- What the task asks
Return, word for word, the lines of the material below from the line containing "of the side" through the line containing "pixel 439 132", including both of those lines.
------------
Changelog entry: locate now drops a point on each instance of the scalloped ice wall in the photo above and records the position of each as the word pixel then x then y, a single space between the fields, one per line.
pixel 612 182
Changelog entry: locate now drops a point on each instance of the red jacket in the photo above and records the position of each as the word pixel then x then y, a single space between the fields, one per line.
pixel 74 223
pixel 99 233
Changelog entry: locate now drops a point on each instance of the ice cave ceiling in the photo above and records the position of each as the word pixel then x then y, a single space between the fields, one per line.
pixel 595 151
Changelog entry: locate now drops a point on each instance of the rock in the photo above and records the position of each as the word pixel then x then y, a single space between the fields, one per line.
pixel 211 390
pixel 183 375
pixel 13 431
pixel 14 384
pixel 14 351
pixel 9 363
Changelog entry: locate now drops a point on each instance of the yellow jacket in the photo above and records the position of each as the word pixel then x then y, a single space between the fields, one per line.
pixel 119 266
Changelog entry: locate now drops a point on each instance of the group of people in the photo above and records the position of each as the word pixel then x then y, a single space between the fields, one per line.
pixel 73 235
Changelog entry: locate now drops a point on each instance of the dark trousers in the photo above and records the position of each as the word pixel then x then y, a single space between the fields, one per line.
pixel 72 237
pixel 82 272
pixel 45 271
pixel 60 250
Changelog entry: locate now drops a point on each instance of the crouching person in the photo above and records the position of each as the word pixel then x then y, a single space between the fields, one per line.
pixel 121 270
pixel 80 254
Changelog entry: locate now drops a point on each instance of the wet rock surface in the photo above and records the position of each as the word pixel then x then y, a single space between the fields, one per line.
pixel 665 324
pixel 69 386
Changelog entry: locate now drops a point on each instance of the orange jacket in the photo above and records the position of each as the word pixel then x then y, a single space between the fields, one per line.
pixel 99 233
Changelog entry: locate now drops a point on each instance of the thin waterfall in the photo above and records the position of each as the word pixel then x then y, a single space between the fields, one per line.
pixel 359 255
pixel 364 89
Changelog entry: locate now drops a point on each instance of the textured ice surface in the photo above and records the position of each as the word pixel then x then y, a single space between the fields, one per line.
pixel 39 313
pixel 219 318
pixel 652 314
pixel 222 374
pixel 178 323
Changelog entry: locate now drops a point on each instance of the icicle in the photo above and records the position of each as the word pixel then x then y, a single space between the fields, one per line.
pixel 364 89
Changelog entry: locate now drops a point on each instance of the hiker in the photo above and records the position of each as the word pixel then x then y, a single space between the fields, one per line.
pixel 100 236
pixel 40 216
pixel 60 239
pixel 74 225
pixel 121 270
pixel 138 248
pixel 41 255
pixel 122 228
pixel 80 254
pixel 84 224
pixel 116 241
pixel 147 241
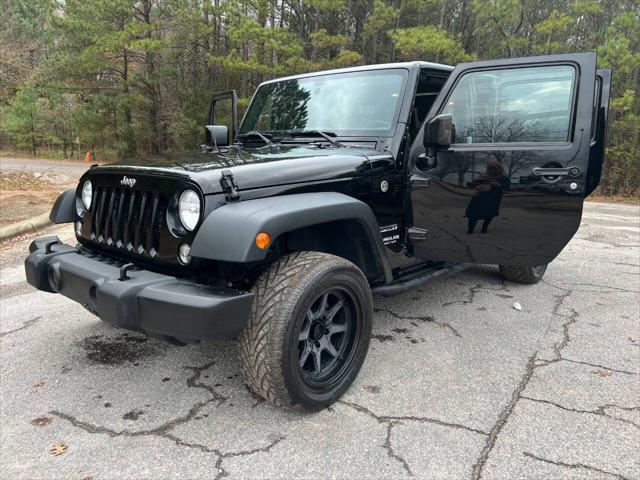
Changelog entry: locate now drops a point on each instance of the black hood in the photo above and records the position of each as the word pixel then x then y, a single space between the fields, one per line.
pixel 253 167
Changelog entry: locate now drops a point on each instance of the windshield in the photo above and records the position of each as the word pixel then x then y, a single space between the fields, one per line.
pixel 347 104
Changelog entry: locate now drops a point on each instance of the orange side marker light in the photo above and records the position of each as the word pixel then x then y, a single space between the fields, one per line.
pixel 262 240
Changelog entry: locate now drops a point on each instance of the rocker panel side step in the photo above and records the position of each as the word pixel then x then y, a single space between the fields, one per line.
pixel 419 278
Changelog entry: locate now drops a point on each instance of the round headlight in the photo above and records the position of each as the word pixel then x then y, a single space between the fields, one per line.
pixel 87 194
pixel 189 209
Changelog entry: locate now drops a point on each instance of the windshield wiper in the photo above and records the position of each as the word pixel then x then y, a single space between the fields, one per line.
pixel 325 135
pixel 255 133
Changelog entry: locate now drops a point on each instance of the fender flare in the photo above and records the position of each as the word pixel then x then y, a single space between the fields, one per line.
pixel 228 233
pixel 63 209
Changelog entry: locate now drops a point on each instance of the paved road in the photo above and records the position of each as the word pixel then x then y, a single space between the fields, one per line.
pixel 457 384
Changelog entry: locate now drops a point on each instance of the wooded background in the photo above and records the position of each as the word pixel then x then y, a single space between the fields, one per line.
pixel 123 77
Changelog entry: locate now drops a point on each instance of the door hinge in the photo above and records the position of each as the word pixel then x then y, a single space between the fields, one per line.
pixel 229 186
pixel 418 181
pixel 415 234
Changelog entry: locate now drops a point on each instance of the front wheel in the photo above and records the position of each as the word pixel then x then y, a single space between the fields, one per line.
pixel 308 332
pixel 523 274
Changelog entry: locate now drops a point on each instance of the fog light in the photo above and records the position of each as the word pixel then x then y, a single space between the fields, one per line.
pixel 183 253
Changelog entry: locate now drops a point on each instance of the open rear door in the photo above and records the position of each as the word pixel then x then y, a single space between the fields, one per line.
pixel 509 189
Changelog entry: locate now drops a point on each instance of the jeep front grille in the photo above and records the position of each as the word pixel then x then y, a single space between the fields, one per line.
pixel 128 219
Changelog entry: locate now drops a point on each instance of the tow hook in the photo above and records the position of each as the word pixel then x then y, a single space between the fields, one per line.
pixel 48 245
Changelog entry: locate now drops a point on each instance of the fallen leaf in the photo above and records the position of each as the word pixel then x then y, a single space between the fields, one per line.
pixel 41 421
pixel 58 449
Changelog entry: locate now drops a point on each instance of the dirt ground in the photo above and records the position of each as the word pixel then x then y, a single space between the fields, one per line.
pixel 25 194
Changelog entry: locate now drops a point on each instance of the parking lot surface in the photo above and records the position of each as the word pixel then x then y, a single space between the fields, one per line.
pixel 458 383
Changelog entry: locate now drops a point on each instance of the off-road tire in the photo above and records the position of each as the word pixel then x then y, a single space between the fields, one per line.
pixel 521 274
pixel 283 293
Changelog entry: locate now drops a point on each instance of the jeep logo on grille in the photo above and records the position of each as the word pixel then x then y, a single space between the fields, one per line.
pixel 129 182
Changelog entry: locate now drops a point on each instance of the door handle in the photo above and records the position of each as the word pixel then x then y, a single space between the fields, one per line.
pixel 556 172
pixel 417 181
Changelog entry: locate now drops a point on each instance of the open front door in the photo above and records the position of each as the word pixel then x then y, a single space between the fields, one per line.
pixel 510 186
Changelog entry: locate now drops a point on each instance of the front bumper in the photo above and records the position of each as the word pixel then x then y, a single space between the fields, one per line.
pixel 157 304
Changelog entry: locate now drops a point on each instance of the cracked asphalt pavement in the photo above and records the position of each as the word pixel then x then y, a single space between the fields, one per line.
pixel 457 383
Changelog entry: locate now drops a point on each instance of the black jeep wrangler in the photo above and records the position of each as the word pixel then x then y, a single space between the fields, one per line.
pixel 335 185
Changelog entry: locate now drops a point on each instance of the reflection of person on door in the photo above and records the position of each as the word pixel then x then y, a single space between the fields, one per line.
pixel 485 204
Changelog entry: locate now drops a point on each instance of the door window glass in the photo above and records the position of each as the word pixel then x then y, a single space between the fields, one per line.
pixel 531 104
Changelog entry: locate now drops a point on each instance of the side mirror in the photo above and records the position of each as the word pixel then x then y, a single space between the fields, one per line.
pixel 217 135
pixel 223 111
pixel 439 132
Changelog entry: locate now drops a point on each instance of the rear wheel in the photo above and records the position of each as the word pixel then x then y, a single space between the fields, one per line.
pixel 521 274
pixel 308 332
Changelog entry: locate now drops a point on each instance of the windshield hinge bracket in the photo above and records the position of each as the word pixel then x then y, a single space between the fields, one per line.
pixel 229 186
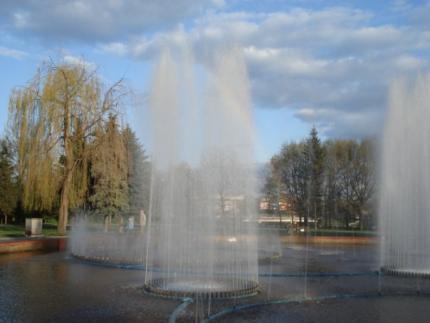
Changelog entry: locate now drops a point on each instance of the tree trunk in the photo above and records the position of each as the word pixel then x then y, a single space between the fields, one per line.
pixel 64 205
pixel 68 169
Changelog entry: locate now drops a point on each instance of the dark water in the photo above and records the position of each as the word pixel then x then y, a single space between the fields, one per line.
pixel 54 288
pixel 38 287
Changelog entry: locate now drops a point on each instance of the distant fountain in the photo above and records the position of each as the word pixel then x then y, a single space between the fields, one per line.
pixel 202 230
pixel 405 192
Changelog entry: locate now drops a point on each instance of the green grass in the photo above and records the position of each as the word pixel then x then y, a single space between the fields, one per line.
pixel 17 231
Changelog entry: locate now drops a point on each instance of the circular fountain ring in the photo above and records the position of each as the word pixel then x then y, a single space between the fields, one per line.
pixel 215 288
pixel 406 272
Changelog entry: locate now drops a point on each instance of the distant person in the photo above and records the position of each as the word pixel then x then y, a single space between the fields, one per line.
pixel 142 221
pixel 130 223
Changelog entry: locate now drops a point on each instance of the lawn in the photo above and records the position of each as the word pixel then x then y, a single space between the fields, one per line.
pixel 17 231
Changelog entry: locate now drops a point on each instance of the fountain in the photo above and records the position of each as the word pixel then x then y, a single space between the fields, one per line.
pixel 202 230
pixel 405 190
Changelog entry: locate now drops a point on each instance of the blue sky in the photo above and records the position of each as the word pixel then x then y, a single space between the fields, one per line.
pixel 322 63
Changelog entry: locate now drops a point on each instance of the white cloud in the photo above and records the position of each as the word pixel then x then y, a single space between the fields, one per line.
pixel 75 60
pixel 116 48
pixel 95 20
pixel 332 65
pixel 13 53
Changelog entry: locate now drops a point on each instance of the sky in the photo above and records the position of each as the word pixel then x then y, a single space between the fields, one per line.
pixel 326 64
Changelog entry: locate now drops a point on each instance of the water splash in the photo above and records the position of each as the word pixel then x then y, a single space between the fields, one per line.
pixel 202 221
pixel 405 187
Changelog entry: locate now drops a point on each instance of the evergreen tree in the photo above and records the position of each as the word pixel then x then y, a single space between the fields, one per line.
pixel 8 186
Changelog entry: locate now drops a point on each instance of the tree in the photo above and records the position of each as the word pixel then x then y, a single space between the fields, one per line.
pixel 109 171
pixel 291 169
pixel 138 173
pixel 8 185
pixel 314 158
pixel 53 119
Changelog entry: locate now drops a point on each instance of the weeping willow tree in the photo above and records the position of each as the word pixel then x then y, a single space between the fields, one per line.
pixel 110 196
pixel 53 120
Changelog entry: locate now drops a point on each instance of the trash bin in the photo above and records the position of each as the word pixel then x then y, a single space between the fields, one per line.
pixel 33 227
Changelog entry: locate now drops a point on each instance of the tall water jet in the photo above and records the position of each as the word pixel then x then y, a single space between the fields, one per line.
pixel 202 230
pixel 405 191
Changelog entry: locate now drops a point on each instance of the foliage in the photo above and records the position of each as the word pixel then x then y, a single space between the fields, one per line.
pixel 53 120
pixel 138 173
pixel 8 185
pixel 332 182
pixel 109 171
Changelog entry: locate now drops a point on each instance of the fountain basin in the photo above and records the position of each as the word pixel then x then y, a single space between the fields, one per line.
pixel 201 287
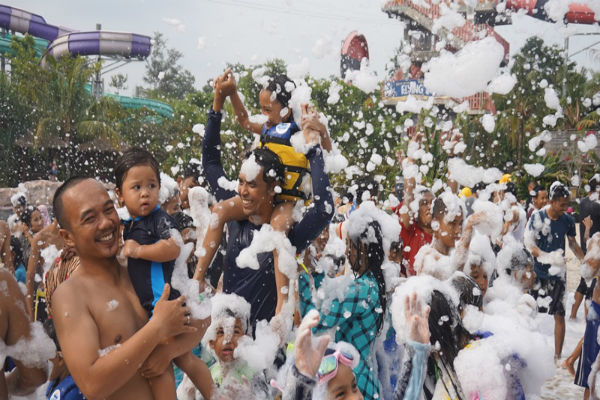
------------
- Solution to this problem
Changelog entry: locate now drops a point on each instance of the side mirror in the photo above and records the position of each as the word pixel then x then y, a single space between the fields, one per line.
pixel 217 135
pixel 223 111
pixel 439 132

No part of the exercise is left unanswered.